═════ Extracted records ═════
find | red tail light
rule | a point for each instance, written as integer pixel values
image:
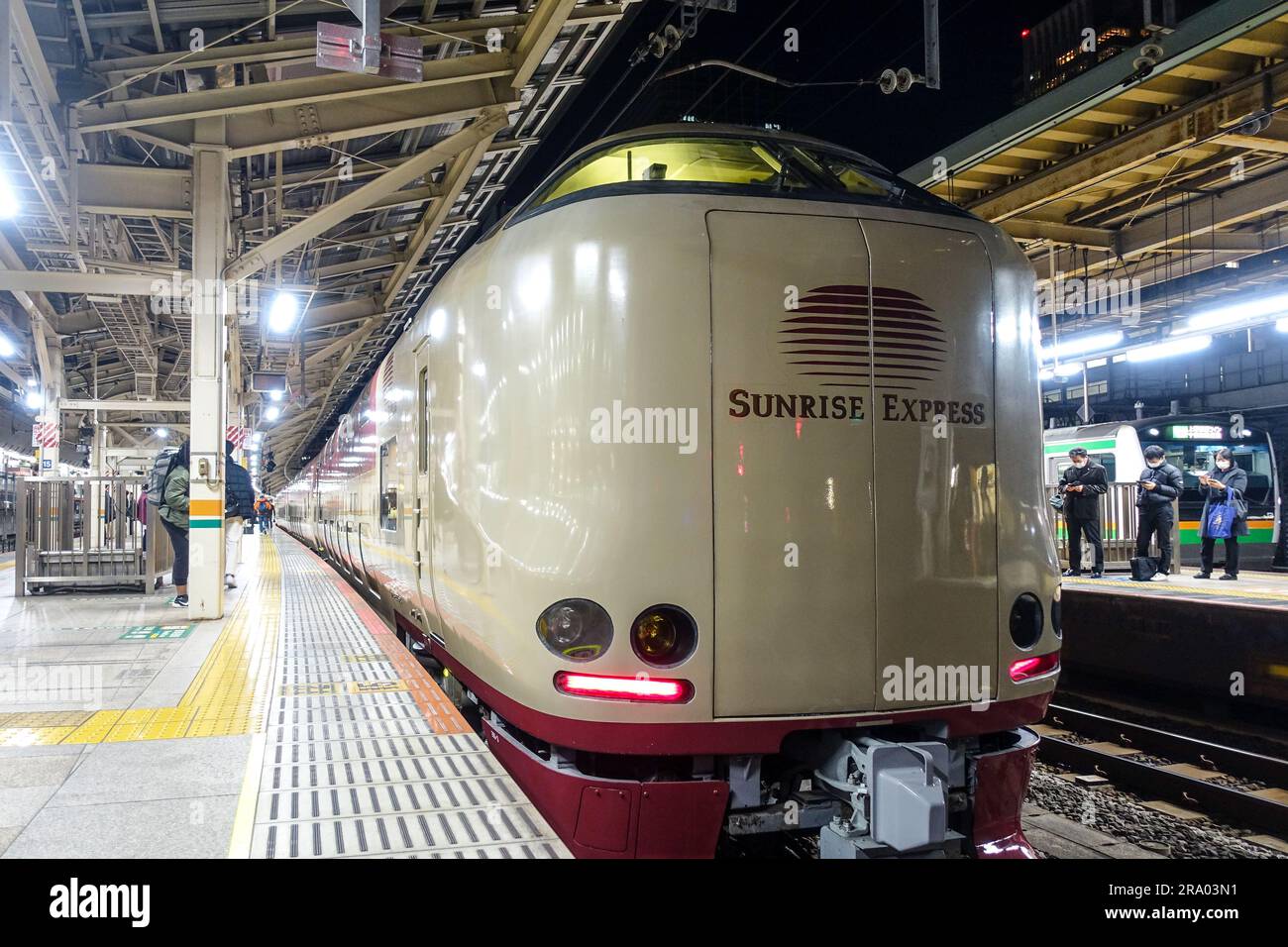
(652, 689)
(1028, 668)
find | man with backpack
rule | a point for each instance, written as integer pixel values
(174, 519)
(1159, 484)
(239, 506)
(265, 512)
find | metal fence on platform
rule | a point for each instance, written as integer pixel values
(1119, 528)
(84, 532)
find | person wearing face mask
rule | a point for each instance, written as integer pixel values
(1218, 487)
(1082, 486)
(1159, 484)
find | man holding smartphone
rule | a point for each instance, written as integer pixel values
(1082, 486)
(1159, 484)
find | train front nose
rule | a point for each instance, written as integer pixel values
(854, 466)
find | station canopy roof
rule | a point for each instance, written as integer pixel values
(1172, 175)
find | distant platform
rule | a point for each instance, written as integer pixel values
(1206, 641)
(1257, 589)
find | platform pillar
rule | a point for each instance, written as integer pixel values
(209, 371)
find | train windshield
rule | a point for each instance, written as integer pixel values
(764, 167)
(699, 159)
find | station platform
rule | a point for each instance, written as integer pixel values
(1257, 589)
(296, 727)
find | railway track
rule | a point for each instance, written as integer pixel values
(1180, 770)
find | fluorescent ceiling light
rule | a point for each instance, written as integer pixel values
(283, 312)
(1166, 350)
(1083, 343)
(9, 204)
(1234, 313)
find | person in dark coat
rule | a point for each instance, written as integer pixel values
(174, 518)
(239, 506)
(1159, 486)
(1216, 486)
(1082, 487)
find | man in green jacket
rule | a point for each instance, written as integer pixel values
(174, 518)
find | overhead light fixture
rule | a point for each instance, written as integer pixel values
(1248, 311)
(283, 312)
(1166, 350)
(1083, 344)
(9, 204)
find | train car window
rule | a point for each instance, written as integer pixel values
(697, 159)
(423, 420)
(389, 484)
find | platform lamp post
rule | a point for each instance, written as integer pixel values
(209, 369)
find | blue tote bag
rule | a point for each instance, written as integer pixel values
(1222, 518)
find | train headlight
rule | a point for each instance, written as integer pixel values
(1026, 621)
(664, 635)
(576, 629)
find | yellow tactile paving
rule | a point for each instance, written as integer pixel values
(1179, 590)
(227, 696)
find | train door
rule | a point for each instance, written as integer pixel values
(935, 489)
(421, 518)
(791, 467)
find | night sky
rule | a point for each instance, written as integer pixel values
(838, 40)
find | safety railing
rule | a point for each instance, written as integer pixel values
(1119, 528)
(84, 532)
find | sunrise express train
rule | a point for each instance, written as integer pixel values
(711, 474)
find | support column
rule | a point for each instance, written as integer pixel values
(209, 371)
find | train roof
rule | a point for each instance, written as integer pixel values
(1109, 428)
(1089, 431)
(690, 129)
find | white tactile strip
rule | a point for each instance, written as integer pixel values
(365, 775)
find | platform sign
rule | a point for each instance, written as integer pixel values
(154, 633)
(351, 50)
(44, 434)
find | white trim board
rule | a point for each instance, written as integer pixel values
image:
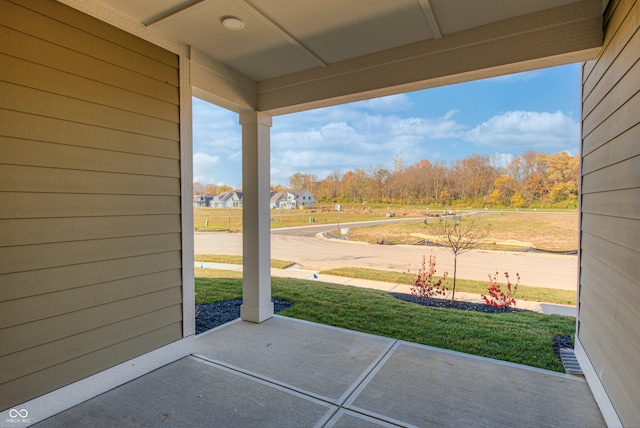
(597, 389)
(71, 395)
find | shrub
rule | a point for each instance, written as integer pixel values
(424, 286)
(498, 297)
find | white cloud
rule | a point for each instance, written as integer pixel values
(205, 168)
(354, 139)
(392, 103)
(526, 129)
(524, 76)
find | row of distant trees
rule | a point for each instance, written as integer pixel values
(531, 180)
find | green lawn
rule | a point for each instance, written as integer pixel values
(536, 294)
(524, 337)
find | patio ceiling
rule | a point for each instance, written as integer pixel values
(293, 54)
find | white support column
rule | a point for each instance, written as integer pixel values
(256, 236)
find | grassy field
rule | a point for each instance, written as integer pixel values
(547, 231)
(524, 338)
(536, 294)
(553, 231)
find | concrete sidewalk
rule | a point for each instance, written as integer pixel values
(544, 308)
(291, 373)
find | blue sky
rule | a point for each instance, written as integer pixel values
(537, 110)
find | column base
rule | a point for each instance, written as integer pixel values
(256, 314)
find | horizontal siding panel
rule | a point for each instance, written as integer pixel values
(610, 20)
(27, 100)
(618, 390)
(24, 126)
(613, 310)
(38, 383)
(624, 260)
(36, 153)
(66, 301)
(50, 354)
(32, 283)
(607, 279)
(17, 259)
(37, 231)
(623, 88)
(46, 205)
(623, 119)
(623, 231)
(620, 176)
(17, 178)
(619, 203)
(622, 71)
(101, 29)
(616, 365)
(35, 76)
(623, 350)
(92, 320)
(618, 32)
(622, 147)
(59, 58)
(57, 32)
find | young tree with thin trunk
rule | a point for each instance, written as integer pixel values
(460, 237)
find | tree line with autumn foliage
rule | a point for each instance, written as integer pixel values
(530, 180)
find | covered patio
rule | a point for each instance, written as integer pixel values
(290, 373)
(96, 210)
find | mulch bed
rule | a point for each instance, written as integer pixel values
(213, 315)
(461, 305)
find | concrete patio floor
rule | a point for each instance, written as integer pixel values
(290, 373)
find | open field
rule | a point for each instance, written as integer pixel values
(553, 231)
(546, 231)
(536, 294)
(524, 337)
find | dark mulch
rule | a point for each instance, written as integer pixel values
(215, 314)
(560, 342)
(447, 303)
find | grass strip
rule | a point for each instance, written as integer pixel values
(237, 260)
(536, 294)
(524, 337)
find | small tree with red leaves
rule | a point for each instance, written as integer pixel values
(424, 285)
(498, 297)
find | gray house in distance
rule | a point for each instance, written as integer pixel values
(227, 200)
(202, 201)
(292, 200)
(96, 177)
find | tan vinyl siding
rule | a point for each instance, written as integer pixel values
(90, 221)
(609, 327)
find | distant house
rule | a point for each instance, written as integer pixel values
(202, 201)
(303, 198)
(291, 200)
(227, 200)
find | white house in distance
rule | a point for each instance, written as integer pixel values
(227, 200)
(293, 199)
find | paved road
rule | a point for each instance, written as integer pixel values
(541, 270)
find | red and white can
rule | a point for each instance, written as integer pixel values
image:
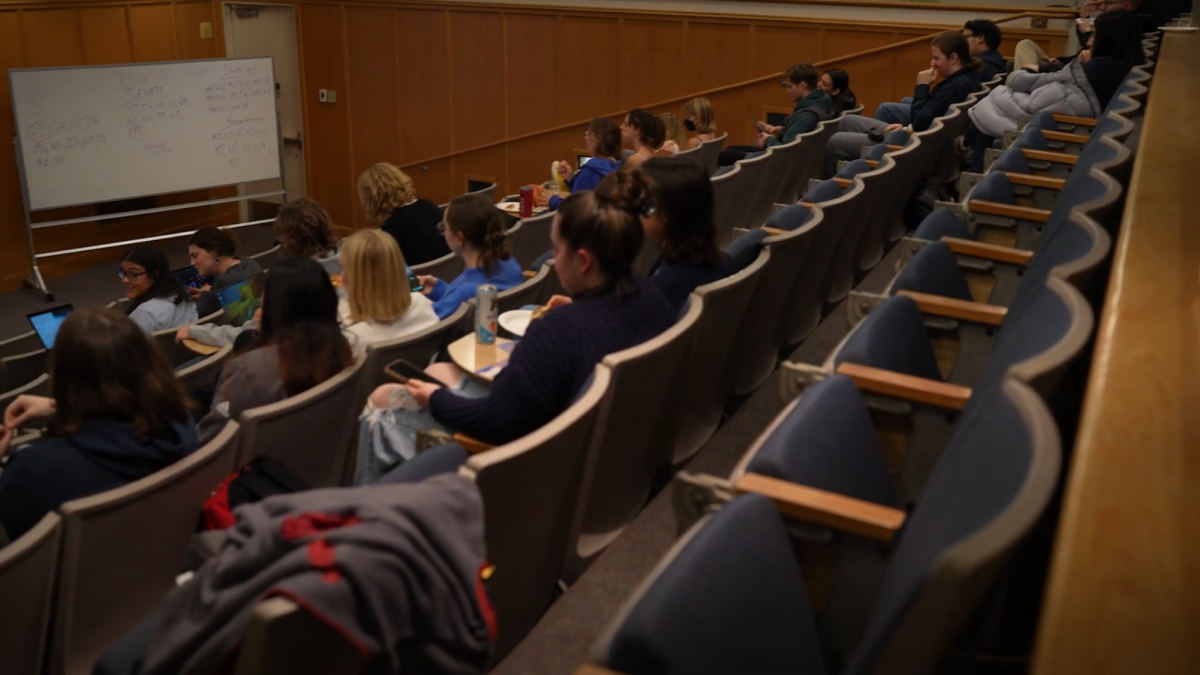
(526, 195)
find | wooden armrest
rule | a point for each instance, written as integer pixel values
(989, 251)
(961, 310)
(857, 517)
(1065, 137)
(1008, 210)
(472, 446)
(1074, 120)
(1044, 156)
(1036, 180)
(933, 392)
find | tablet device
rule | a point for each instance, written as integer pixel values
(241, 299)
(47, 323)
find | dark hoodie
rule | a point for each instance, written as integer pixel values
(101, 455)
(993, 64)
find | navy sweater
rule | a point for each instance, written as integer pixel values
(550, 365)
(679, 279)
(101, 455)
(929, 106)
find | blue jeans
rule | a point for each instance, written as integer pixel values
(895, 113)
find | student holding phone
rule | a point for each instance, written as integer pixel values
(474, 231)
(595, 237)
(379, 304)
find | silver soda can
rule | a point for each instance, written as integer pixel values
(486, 312)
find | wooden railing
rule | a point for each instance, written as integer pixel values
(1123, 593)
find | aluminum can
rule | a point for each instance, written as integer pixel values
(486, 314)
(526, 195)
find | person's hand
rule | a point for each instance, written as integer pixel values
(557, 302)
(421, 390)
(565, 171)
(27, 408)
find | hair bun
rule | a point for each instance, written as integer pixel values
(625, 190)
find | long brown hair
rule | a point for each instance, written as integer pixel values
(300, 321)
(479, 221)
(106, 368)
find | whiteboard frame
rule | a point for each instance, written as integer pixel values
(35, 279)
(16, 120)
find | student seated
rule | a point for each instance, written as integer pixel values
(595, 237)
(675, 133)
(157, 298)
(645, 133)
(983, 39)
(1081, 89)
(378, 305)
(682, 222)
(118, 414)
(603, 143)
(811, 106)
(837, 84)
(951, 60)
(699, 117)
(390, 202)
(474, 231)
(299, 345)
(214, 254)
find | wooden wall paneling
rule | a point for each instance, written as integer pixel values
(651, 61)
(591, 84)
(490, 162)
(424, 83)
(153, 33)
(327, 151)
(777, 47)
(189, 17)
(432, 180)
(371, 67)
(477, 78)
(106, 35)
(849, 41)
(533, 84)
(718, 54)
(52, 37)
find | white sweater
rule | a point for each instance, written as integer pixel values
(420, 315)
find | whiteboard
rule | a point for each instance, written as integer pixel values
(96, 133)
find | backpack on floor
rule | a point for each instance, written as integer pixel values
(257, 481)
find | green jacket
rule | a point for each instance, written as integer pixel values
(809, 112)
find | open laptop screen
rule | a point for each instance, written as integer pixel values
(47, 323)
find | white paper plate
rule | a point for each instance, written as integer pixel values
(516, 321)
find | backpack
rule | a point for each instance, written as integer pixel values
(259, 479)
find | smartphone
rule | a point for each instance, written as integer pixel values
(403, 371)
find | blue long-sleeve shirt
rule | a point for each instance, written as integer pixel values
(587, 178)
(553, 360)
(447, 296)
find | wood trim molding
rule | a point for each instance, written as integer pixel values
(1031, 180)
(857, 517)
(907, 387)
(1008, 210)
(961, 310)
(989, 251)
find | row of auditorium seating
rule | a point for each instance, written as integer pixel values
(869, 521)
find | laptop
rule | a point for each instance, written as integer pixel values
(47, 323)
(241, 299)
(191, 278)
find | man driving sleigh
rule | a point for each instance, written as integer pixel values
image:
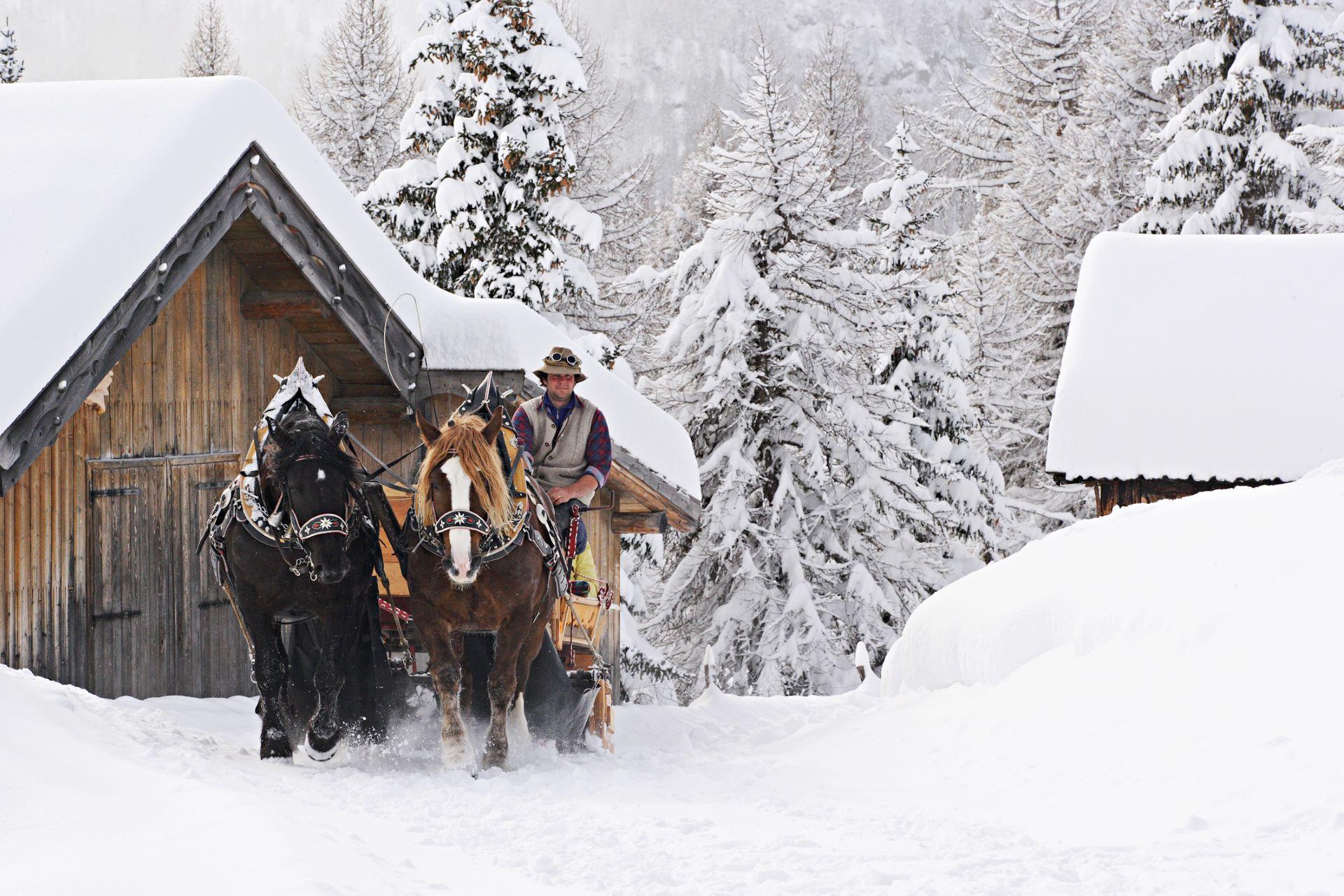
═════
Given problem:
Reproduce the records verbatim, starting at the line containing "find | open laptop screen" and continuing through the final line of the records, with both ends included. Leave the pictures out of your answer.

Full response:
find | open laptop screen
rule | a point for each instance, written as integer pixel values
(47, 323)
find | white paper plate
rule | a point for each instance, written as integer pixel values
(516, 321)
find | backpack
rule | a point for each instance, written as integer pixel values
(259, 479)
find | smartphone
rule | a point for each instance, written as integer pixel values
(403, 371)
find | blue long-sleeve shirt
rule | a point for each instance, written as integer pixel values
(587, 178)
(553, 360)
(447, 296)
find | wood trim molding
rule | a point for each instance, written as integer pixel values
(1031, 180)
(857, 517)
(907, 387)
(1008, 210)
(961, 310)
(989, 251)
find | row of auditorium seating
rule | a point for each instance, written as integer pixel values
(869, 521)
find | laptop
rule | a point for each instance, written as integer pixel values
(47, 323)
(241, 299)
(191, 278)
find | man driving sleigh
rule | a point for each instance, written as integer pixel values
image:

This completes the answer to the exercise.